Task prompt:
Begin at the line containing "Spot the halter noseband" and retype each line through the end of the records exactly. Include nothing else and no pictures.

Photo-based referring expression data

+---+

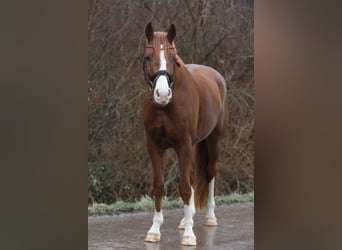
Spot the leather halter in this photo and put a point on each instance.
(150, 80)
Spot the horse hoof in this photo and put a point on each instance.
(211, 222)
(181, 225)
(152, 237)
(189, 241)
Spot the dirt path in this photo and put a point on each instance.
(127, 231)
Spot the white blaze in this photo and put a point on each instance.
(162, 92)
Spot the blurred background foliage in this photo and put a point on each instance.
(215, 33)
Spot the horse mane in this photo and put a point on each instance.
(160, 39)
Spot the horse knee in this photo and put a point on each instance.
(158, 188)
(185, 193)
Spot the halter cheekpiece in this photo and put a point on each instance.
(151, 80)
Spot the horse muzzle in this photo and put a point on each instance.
(162, 92)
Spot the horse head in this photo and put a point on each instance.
(160, 62)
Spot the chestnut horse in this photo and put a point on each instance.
(184, 109)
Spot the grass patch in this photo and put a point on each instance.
(146, 203)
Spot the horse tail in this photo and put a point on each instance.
(201, 180)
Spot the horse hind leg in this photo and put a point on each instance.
(153, 234)
(187, 193)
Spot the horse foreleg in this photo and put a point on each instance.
(210, 218)
(153, 234)
(213, 151)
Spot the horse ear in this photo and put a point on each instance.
(149, 31)
(171, 34)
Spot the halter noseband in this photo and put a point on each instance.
(150, 80)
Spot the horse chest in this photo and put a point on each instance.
(163, 130)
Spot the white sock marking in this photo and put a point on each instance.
(189, 212)
(211, 201)
(158, 220)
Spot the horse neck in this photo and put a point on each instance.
(182, 75)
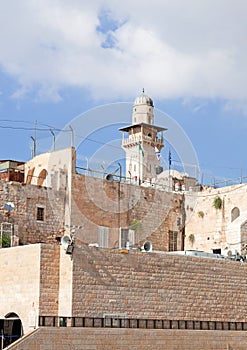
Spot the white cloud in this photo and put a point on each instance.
(174, 48)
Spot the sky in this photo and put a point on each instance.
(62, 59)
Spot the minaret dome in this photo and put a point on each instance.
(143, 110)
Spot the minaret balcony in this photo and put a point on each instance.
(136, 139)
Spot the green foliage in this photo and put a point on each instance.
(201, 214)
(217, 203)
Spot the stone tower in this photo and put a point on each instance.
(144, 142)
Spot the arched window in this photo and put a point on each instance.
(29, 176)
(42, 177)
(235, 213)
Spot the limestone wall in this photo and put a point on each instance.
(157, 286)
(20, 284)
(213, 228)
(27, 199)
(96, 202)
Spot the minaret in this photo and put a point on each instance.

+---+

Task solution:
Spot the halter noseband in this photo and put a point on each instance.
(150, 80)
Spot the horse chest in this photo and put a point on each instance.
(163, 130)
Spot the white sock marking in this photo and put a point on each instance.
(189, 212)
(211, 201)
(158, 220)
Spot the horse neck in this photo and put a point on each instance.
(182, 75)
Spot the white cloud in this photo and put a point on each instance.
(174, 48)
Spot the sky in this photo and put a point on each instance.
(62, 59)
Spot the minaret dome in this photo and put a point on each instance.
(143, 110)
Spot the minaret balcony in this photo and put a point on each instance.
(136, 139)
Spot the green foliage in this photo and put a point on each instance.
(201, 214)
(217, 203)
Spot the stone tower in this photo and put a point on each instance.
(144, 142)
Spot the arched window in this photo and put a point on each instance.
(29, 176)
(42, 177)
(235, 213)
Spot the limestone wall in this photo and put a point on each instance.
(157, 286)
(20, 284)
(213, 228)
(27, 199)
(96, 202)
Spot the minaret in this photo and put a point on each instance.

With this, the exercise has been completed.